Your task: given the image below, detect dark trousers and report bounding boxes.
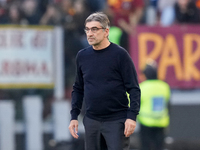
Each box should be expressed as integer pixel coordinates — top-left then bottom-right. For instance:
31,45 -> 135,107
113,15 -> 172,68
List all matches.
140,124 -> 165,150
83,116 -> 130,150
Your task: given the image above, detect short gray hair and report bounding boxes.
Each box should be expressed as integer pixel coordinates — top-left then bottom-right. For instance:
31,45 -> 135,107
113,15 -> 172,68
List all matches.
85,12 -> 110,29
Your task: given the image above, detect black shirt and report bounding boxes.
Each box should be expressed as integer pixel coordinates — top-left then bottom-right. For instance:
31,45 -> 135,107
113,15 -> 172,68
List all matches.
70,43 -> 140,122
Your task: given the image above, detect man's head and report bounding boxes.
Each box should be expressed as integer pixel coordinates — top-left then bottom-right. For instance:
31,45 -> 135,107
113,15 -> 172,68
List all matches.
84,12 -> 110,48
177,0 -> 190,7
143,59 -> 158,80
85,12 -> 110,30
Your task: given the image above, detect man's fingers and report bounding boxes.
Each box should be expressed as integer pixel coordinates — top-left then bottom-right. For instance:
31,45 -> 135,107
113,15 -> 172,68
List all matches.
124,119 -> 136,137
75,124 -> 78,133
124,128 -> 134,137
125,129 -> 134,137
124,123 -> 131,137
124,128 -> 131,137
69,126 -> 79,139
124,125 -> 129,135
68,120 -> 79,139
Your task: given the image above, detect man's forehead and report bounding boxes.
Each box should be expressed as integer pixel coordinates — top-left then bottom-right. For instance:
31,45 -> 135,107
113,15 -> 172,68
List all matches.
85,21 -> 101,28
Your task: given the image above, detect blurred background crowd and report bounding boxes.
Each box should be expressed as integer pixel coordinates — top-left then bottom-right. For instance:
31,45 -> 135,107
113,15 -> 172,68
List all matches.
0,0 -> 200,95
0,0 -> 200,26
0,0 -> 200,150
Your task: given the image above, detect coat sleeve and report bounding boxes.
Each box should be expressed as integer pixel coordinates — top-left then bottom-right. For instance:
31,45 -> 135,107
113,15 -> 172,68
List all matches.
70,52 -> 84,120
119,50 -> 141,121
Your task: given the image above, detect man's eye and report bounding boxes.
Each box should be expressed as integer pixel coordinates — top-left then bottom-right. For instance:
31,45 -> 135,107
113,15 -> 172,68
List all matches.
91,28 -> 98,31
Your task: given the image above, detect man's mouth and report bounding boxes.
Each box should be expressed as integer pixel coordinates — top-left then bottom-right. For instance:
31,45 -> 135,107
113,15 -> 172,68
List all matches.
88,38 -> 94,41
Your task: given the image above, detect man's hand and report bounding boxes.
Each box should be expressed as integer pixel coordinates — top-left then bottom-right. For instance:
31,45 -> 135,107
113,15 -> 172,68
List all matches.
124,119 -> 136,137
68,120 -> 79,139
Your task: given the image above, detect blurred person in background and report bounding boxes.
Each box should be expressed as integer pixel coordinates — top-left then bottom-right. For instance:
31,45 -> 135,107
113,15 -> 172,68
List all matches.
58,0 -> 86,96
105,0 -> 144,52
0,2 -> 8,24
145,0 -> 159,26
21,0 -> 42,25
38,0 -> 49,15
174,0 -> 200,23
59,0 -> 75,30
107,13 -> 123,46
196,0 -> 200,9
145,0 -> 176,26
68,0 -> 91,47
86,0 -> 106,12
138,59 -> 171,150
158,0 -> 176,13
158,0 -> 176,26
68,12 -> 140,150
40,3 -> 62,25
6,3 -> 24,24
108,25 -> 122,46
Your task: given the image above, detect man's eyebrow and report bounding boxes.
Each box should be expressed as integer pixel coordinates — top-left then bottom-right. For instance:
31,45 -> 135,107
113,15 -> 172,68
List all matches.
85,26 -> 98,28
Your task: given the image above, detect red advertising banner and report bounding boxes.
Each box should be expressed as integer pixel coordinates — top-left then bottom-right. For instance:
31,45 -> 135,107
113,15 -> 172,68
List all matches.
130,25 -> 200,89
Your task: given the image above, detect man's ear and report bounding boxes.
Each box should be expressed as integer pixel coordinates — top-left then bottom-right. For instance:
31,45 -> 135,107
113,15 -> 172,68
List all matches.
105,28 -> 109,37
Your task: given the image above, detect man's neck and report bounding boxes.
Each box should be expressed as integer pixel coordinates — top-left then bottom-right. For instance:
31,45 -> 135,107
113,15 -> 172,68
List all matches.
93,40 -> 110,50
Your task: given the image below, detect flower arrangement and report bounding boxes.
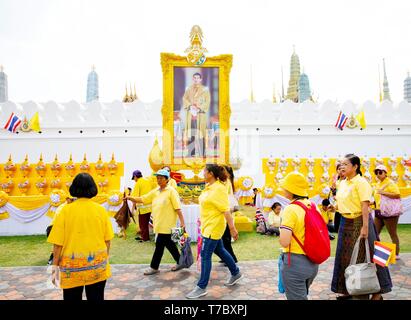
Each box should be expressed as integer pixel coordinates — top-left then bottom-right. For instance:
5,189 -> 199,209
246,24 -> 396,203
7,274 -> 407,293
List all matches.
20,155 -> 31,177
107,154 -> 118,176
0,179 -> 14,194
50,155 -> 62,177
107,191 -> 123,206
4,156 -> 16,177
50,179 -> 61,189
171,227 -> 189,249
49,189 -> 67,207
35,179 -> 48,194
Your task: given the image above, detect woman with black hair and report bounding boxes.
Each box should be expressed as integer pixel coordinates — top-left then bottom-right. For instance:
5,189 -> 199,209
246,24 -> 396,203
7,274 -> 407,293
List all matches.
186,164 -> 242,299
330,162 -> 344,232
47,173 -> 114,300
218,165 -> 238,263
331,154 -> 392,300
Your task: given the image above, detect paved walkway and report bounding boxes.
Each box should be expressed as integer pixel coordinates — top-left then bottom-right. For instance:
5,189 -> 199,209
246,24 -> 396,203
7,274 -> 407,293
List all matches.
1,255 -> 410,300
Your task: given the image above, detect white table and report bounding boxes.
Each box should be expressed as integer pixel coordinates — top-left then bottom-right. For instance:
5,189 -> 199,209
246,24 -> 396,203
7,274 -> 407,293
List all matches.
177,204 -> 200,242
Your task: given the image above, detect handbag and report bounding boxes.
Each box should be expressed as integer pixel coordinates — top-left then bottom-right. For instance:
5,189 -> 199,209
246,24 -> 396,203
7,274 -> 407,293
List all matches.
345,236 -> 381,295
380,194 -> 403,217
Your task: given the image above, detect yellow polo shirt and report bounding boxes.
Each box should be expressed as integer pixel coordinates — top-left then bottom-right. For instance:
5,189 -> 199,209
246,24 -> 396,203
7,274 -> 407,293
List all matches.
132,177 -> 152,215
280,199 -> 311,255
374,178 -> 400,209
168,178 -> 178,190
199,181 -> 230,240
47,198 -> 114,289
141,186 -> 181,234
319,207 -> 335,224
336,174 -> 372,219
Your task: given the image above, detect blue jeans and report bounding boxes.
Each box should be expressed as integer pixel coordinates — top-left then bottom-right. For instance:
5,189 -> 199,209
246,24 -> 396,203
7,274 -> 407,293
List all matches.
197,236 -> 240,289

Task: Write the material out again word for word and omit any images.

Exercise output:
Your task: given the image below, detect dark trousers and report bounding boxes.
Each box should be expressed as integer pixel coordinates — top-left then bottom-right. For instance:
31,45 -> 135,107
113,15 -> 172,68
List all matches.
140,124 -> 165,150
83,116 -> 130,150
Your task: given the image above, detect short gray hair and report bounding boxes.
Each box should be expressed as integer pixel coordinates — top-left then bottom-right. For instance:
31,45 -> 135,107
113,15 -> 172,68
List all matches.
85,12 -> 110,29
Your task: given the image above, detect black shirt and report bounding boxes.
Each box should be expressed as integer pixel coordinates — top-left then bottom-right. For instance:
31,45 -> 135,107
113,15 -> 172,68
List all matches.
70,43 -> 140,122
Your task: given the image above, detect man's head and report bounding boxes.
Each box should be expressed as integer pixel coordinates — top-left then bottom-right. For instance:
31,45 -> 135,107
113,15 -> 172,68
List all matches.
84,12 -> 110,48
177,0 -> 190,7
143,59 -> 158,80
85,12 -> 110,30
Your task: given the image above, detect man's fingers and report bounding boxes.
Each box should be expressed as integer pixel coordinates — top-left then bottom-right. For instance:
31,45 -> 135,107
113,15 -> 172,68
List all matches.
124,119 -> 136,137
75,124 -> 78,133
124,128 -> 134,137
125,129 -> 134,137
124,123 -> 131,137
124,128 -> 131,137
69,126 -> 79,139
124,125 -> 129,135
68,120 -> 79,139
Your task: given the image above, detect man's forehead and report bounding boxes.
Each box should be expressed as integer pixel coordinates — top-left then bottom-right. For instance:
31,45 -> 135,107
113,15 -> 172,68
List all matches.
85,21 -> 101,28
Your task: given the image above, detect blurred background crowd and report bounding boxes.
Each box should be expressed as integer pixel coordinates — top-left then bottom-right. For instance:
31,45 -> 135,107
113,15 -> 172,68
List all matches.
0,0 -> 200,95
0,0 -> 200,26
0,0 -> 200,150
Your task: given the image above, detect coat sleeve and report bounding boxes.
Each box should be expressed as integer pixel coordinates — top-left then bottom-right. For instance:
31,45 -> 135,107
113,15 -> 172,68
List all matches.
70,52 -> 84,120
119,50 -> 141,121
Your task: given the image above, detect man's eye and report bounding boxes.
Each box should be expressed as integer pixel coordinates — top-left then bottom-right. For instance:
31,45 -> 135,107
113,15 -> 172,68
List all matches.
91,28 -> 98,31
Your task: given the image above, detect man's mouth and report bounding boxes.
Each box should be expressed as integer pixel coordinates — top-left then bottom-right. For instance:
31,45 -> 135,107
113,15 -> 172,68
List all matches.
88,38 -> 94,41
Your task: given the image above, detect man's hand and report bounding boxes.
Each box should be expressed as integer pixel coordinates — top-left then bottom-right. For instance:
31,45 -> 135,107
113,15 -> 172,68
List all matches.
124,119 -> 136,137
68,120 -> 79,139
Your task: given the image above, detect blurred person in background and report bounding boxes.
Each box should be expressed as integer pixel coordinates — top-left then bottom-right. For instance:
31,45 -> 135,107
113,15 -> 172,68
List all matches.
58,0 -> 86,96
105,0 -> 144,52
0,2 -> 8,24
145,0 -> 159,26
21,0 -> 42,25
38,0 -> 49,15
174,0 -> 200,23
59,0 -> 75,30
107,13 -> 123,46
196,0 -> 200,9
145,0 -> 176,26
68,0 -> 91,47
86,0 -> 106,12
138,59 -> 171,150
158,0 -> 176,13
158,0 -> 176,26
68,12 -> 140,150
40,3 -> 62,25
6,3 -> 24,24
108,25 -> 122,46
Your task: given the image above, detect man's eyebrow and report bounding boxes.
Each box should be expressed as integer pixel coordinates — top-left then bottom-right. For instance:
31,45 -> 135,107
113,15 -> 172,68
List all matches.
85,26 -> 98,28
Your task: given the image above, detect red advertising banner and report bounding boxes.
Each box should be expressed as integer pixel coordinates — top-left then bottom-right. For instance:
31,45 -> 135,107
113,15 -> 172,68
List all matches.
130,25 -> 200,89
Your task: given the image above, detect man's ear and report bounding boxes.
Each box should be expressed as integer pixel coordinates — top-left then bottom-right. For instance:
31,45 -> 135,107
113,15 -> 172,68
List all matches.
105,28 -> 109,37
Your task: given the image above, detect man's neck and report bounding boxes.
Each box should be expressed as integer pixel coordinates — top-left then bottom-right. For instance:
31,45 -> 135,107
113,15 -> 172,68
List all matches.
93,40 -> 110,50
Your task: given the image below, detect flower arrangement and report bounding boxes.
Each box should be expressed as integer pixel coordinates — top-left then bottom-right. For instance:
5,189 -> 199,209
246,24 -> 396,203
7,274 -> 407,293
List all matches.
20,155 -> 31,177
107,154 -> 118,176
0,179 -> 14,194
50,155 -> 62,177
107,191 -> 123,206
4,156 -> 16,177
50,179 -> 61,189
171,227 -> 189,249
49,189 -> 67,207
35,179 -> 48,194
Your task: given the image above, detect woman with black hair and report bounding boxes.
Each box should be expressed as integer pixel coordinates — top-left then bottom-right. For instance:
5,189 -> 199,209
246,24 -> 396,203
7,274 -> 407,293
List all matches.
186,164 -> 242,299
330,162 -> 344,232
47,173 -> 114,300
218,165 -> 238,263
331,154 -> 392,300
Your task: given the image above, detect paved walkway and report bounding boxes.
Each box should be expressed as integer pixel coordinates — top-left then bottom-right. For instance:
5,189 -> 199,209
246,24 -> 396,203
7,274 -> 407,293
List all matches.
1,255 -> 410,300
Your task: given the image above, detect white table and report bounding boxes.
Each box should be expressed as integer pixel coordinates — top-left then bottom-right. For instance:
5,189 -> 199,209
246,24 -> 396,203
7,274 -> 407,293
List all matches.
177,204 -> 200,242
Your task: given the image above, detect handbag and report bounding boxes.
Each box should be expressed as integer pixel coordinates — top-left then bottom-right. For instance:
5,189 -> 199,209
246,24 -> 396,203
7,274 -> 407,293
List all matches.
345,236 -> 381,295
380,194 -> 403,217
Your task: given the image above, detect yellow polo shirt and report bounding boxes.
Each box should be expressed as integer pixel coordinates — top-left then bottom-right. For instance:
5,189 -> 199,209
246,24 -> 396,203
7,274 -> 407,293
List all matches.
132,177 -> 152,215
280,199 -> 311,255
374,178 -> 400,209
168,178 -> 178,190
199,181 -> 230,240
47,198 -> 114,289
141,186 -> 181,234
319,207 -> 335,224
336,174 -> 372,219
Your task: given the image above, detect blue jeans and report bounding boxes.
Each box should be expressed as integer pixel coordinates — top-left then bottom-right. For instance:
5,189 -> 199,209
246,24 -> 396,203
7,274 -> 407,293
List all matches.
197,236 -> 240,289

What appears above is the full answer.